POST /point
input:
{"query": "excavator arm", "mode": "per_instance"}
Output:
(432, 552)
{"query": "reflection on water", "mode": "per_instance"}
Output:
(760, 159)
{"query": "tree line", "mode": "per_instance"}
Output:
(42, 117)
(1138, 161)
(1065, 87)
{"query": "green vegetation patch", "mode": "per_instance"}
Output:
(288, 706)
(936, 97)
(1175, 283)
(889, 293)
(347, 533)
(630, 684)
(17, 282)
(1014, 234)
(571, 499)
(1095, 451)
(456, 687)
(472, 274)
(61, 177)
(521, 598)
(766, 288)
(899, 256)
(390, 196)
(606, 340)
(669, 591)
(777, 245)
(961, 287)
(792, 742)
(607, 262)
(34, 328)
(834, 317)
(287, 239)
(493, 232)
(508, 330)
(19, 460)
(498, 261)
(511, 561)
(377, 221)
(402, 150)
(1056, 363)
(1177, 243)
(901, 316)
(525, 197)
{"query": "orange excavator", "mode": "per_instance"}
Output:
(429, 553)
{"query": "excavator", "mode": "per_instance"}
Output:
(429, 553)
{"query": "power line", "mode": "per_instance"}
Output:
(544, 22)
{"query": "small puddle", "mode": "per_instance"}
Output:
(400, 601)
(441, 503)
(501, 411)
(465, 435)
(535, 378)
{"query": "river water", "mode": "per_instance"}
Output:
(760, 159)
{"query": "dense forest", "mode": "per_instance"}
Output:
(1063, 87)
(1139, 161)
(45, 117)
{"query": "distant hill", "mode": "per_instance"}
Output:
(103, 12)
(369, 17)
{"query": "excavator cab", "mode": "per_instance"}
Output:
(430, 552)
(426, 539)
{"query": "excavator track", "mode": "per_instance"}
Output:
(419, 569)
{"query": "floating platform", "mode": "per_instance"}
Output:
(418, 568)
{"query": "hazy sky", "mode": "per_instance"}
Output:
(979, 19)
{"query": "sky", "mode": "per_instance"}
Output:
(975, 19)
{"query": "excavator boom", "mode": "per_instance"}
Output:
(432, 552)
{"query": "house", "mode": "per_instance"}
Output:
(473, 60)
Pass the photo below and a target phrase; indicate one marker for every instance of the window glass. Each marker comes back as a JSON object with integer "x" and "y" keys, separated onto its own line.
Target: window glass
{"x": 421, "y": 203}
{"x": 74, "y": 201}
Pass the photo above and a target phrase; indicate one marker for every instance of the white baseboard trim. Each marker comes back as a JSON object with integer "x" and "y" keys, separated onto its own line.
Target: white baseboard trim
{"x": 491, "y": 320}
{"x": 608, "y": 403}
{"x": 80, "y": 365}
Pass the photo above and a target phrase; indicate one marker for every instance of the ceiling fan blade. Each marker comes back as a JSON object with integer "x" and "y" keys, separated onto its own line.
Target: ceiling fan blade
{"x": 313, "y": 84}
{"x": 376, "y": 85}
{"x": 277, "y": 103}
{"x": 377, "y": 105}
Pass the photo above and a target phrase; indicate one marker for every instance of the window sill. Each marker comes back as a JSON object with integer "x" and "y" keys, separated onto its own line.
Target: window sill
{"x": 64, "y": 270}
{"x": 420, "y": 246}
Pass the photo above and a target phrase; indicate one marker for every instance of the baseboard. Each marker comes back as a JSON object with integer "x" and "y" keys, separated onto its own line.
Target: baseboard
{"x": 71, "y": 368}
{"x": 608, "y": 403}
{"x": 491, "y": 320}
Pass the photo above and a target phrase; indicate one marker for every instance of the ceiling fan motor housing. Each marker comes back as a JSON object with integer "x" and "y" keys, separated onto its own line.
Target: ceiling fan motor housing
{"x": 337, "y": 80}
*-*-*
_TASK GOAL_
The task requires an exact copy of all the lines above.

_WRITTEN ANSWER_
POST /point
input:
{"query": "excavator arm", "mode": "per_instance"}
Output:
(432, 552)
{"query": "reflection on water", "mode": "per_instance"}
Output:
(760, 159)
{"query": "tree line", "mode": "per_instance"}
Output:
(42, 117)
(1138, 161)
(1065, 87)
{"query": "green vegetation patch", "mode": "per_instance"}
Output:
(288, 706)
(936, 97)
(1175, 283)
(889, 293)
(347, 533)
(630, 684)
(17, 282)
(1014, 234)
(571, 499)
(1095, 451)
(456, 687)
(472, 274)
(61, 177)
(521, 598)
(766, 288)
(899, 256)
(390, 196)
(606, 340)
(669, 591)
(777, 245)
(961, 287)
(792, 742)
(607, 262)
(34, 328)
(834, 317)
(287, 239)
(493, 232)
(508, 330)
(19, 460)
(498, 261)
(511, 561)
(377, 221)
(402, 150)
(1056, 363)
(1177, 243)
(901, 316)
(525, 197)
{"query": "orange excavator", "mode": "per_instance"}
Output:
(429, 553)
{"query": "excavator", "mode": "per_instance"}
Output:
(429, 553)
{"query": "power line", "mode": "per_instance"}
Output:
(544, 22)
{"query": "small puddle", "mode": "per_instance"}
Output:
(400, 601)
(441, 503)
(501, 411)
(465, 435)
(535, 378)
{"query": "river water", "mode": "per_instance"}
Output:
(760, 159)
{"query": "dense forest", "mode": "per_instance"}
Output:
(1063, 87)
(1139, 161)
(45, 117)
{"query": "distant hill", "mode": "per_instance"}
Output:
(103, 12)
(369, 17)
{"query": "excavator cab", "mode": "per_instance"}
Output:
(430, 552)
(426, 539)
{"query": "excavator track", "mode": "per_instance"}
Output:
(419, 569)
{"query": "floating platform", "mode": "per_instance"}
Output:
(418, 568)
{"query": "hazy sky", "mode": "per_instance"}
Output:
(979, 19)
{"query": "sky", "mode": "per_instance"}
Output:
(975, 19)
{"query": "excavator boom", "mode": "per_instance"}
Output:
(432, 552)
{"query": "house", "mode": "per_instance"}
Output:
(473, 60)
Pass the photo below and a target phrase; indicate one marker for every instance of the window glass. Each marker comes back as a JSON object with integer "x" and "y" keys, separated onto its own line.
Target: window glass
{"x": 421, "y": 203}
{"x": 74, "y": 201}
Pass the photo above and a target phrase; indicate one marker for every instance of the white baseboard trim. Each marker comes back as a JSON object with integer "x" and "y" keys, separated onto its own line.
Target: white baseboard trim
{"x": 491, "y": 320}
{"x": 608, "y": 403}
{"x": 80, "y": 365}
Pass the photo above and a target phrase; indicate one marker for every instance of the ceiling fan blade. Each marker comes back as a JSON object with integer "x" and "y" keys, separated onto its own line.
Target: ceiling fan blade
{"x": 313, "y": 84}
{"x": 376, "y": 85}
{"x": 277, "y": 103}
{"x": 377, "y": 105}
Pass the photo above and a target phrase; indicate one marker for every instance of the window sill. Each marker comes back as a JSON object with integer "x" and "y" keys, separated onto its own line.
Target: window sill
{"x": 64, "y": 270}
{"x": 420, "y": 246}
Pass the photo above and a target phrase; indicate one marker for every instance of the baseboard. Each marker comes back as a JSON object with integer "x" and "y" keys, separated onto its own line.
Target: baseboard
{"x": 71, "y": 368}
{"x": 608, "y": 403}
{"x": 491, "y": 320}
Pass the photo above and a target phrase; indicate one marker for every instance of the ceiling fan motor housing. Each marker comes back as a JSON object with integer "x" and "y" keys, separated onto its own line.
Target: ceiling fan motor housing
{"x": 337, "y": 80}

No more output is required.